EXTRAIT ->
◆ ◆ ◆

Peuleux : Pouvons-nous faire une parenthèse
sur l'échec de la reprise de Sud Radio ?
Jean-Éric Valli :
La reprise de Sud Radio
n'a pas marché, nous avons cédé la station sans honte ni
culpabilité mais en allant de l'avant.
Il y a eu deux aspects
dans l'histoire. D'un côté, e CSA qui agréait la reprise
de la station par Start (ancien nom de Groupe 1981) associé à
Alouette et Radio Scoop mais sans nous dire qu'il ne voudrait
pas favoriser le développement d'une quatrième généraliste en
France. Dans le même temps, le CSA a permis à RMC de se
développer mais n'a rien dit pour Sud Radio. Pour moi, cela est
une forme d'amateurisme, il faut dire les choses. Le CSA
d'aujourd'hui qui a plus de considérations économiques en tête
n'agirait pas ainsi. Le CSA a protégé les trois anciennes
généralistes en sacrifiant Sud Radio. La conséquence a été de
n'avoir aucune nouvelle fréquence en dehors de celle de Paris.

◆ ◆ ◆

CONSIGNE -> Recopiez mot pour mot le passage de l'extrait sur Sud Radio qui va de « Il y a eu deux » à « celle de Paris. ». Les enregistrements qui suivent ne proviennent pas de la même source que l'extrait.

◆ ◆ ◆

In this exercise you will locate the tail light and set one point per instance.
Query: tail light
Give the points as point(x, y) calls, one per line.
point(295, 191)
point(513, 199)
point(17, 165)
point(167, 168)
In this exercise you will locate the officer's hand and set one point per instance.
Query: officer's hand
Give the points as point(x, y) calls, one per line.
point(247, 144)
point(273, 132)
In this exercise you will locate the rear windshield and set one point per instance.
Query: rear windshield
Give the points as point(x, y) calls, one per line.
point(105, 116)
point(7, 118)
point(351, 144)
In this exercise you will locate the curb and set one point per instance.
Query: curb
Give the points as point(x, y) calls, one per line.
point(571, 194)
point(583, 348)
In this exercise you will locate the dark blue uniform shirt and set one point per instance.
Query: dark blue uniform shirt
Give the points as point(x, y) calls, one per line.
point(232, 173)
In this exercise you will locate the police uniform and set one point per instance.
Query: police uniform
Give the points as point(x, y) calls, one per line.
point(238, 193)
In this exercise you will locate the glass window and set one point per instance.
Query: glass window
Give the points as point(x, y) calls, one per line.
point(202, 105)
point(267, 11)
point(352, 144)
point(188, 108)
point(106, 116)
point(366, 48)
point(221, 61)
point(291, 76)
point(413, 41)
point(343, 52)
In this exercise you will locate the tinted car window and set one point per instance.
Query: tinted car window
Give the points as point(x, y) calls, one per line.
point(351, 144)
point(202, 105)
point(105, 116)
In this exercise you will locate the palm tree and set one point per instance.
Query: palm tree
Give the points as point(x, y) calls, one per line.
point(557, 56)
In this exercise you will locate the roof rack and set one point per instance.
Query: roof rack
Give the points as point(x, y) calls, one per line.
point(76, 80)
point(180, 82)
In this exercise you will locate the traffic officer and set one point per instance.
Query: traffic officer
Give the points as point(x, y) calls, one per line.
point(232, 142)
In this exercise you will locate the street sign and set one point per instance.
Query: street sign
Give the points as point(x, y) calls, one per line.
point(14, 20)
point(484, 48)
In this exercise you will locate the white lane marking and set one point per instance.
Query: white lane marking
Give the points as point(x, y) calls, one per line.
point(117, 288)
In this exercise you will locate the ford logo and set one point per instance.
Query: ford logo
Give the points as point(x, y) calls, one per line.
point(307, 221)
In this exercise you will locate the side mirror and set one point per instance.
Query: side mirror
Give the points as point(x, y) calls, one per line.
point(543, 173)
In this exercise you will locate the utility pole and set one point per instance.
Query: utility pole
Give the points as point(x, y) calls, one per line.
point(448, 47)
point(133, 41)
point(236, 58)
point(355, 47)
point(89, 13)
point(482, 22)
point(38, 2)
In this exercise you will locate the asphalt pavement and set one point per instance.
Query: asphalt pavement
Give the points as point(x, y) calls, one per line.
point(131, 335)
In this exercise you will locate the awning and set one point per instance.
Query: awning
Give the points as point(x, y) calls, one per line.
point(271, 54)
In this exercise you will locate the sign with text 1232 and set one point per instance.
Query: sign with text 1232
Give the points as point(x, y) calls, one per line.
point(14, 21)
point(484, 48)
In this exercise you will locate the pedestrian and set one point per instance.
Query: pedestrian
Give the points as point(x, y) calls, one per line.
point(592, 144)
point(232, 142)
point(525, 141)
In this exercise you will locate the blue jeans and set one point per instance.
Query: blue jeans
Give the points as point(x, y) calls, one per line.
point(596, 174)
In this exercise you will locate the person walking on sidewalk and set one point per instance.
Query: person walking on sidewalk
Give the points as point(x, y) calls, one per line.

◆ ◆ ◆

RÉPONSE ATTENDUE ->
Il y a eu deux aspects
dans l'histoire. D'un côté, e CSA qui agréait la reprise
de la station par Start (ancien nom de Groupe 1981) associé à
Alouette et Radio Scoop mais sans nous dire qu'il ne voudrait
pas favoriser le développement d'une quatrième généraliste en
France. Dans le même temps, le CSA a permis à RMC de se
développer mais n'a rien dit pour Sud Radio. Pour moi, cela est
une forme d'amateurisme, il faut dire les choses. Le CSA
d'aujourd'hui qui a plus de considérations économiques en tête
n'agirait pas ainsi. Le CSA a protégé les trois anciennes
généralistes en sacrifiant Sud Radio. La conséquence a été de
n'avoir aucune nouvelle fréquence en dehors de celle de Paris.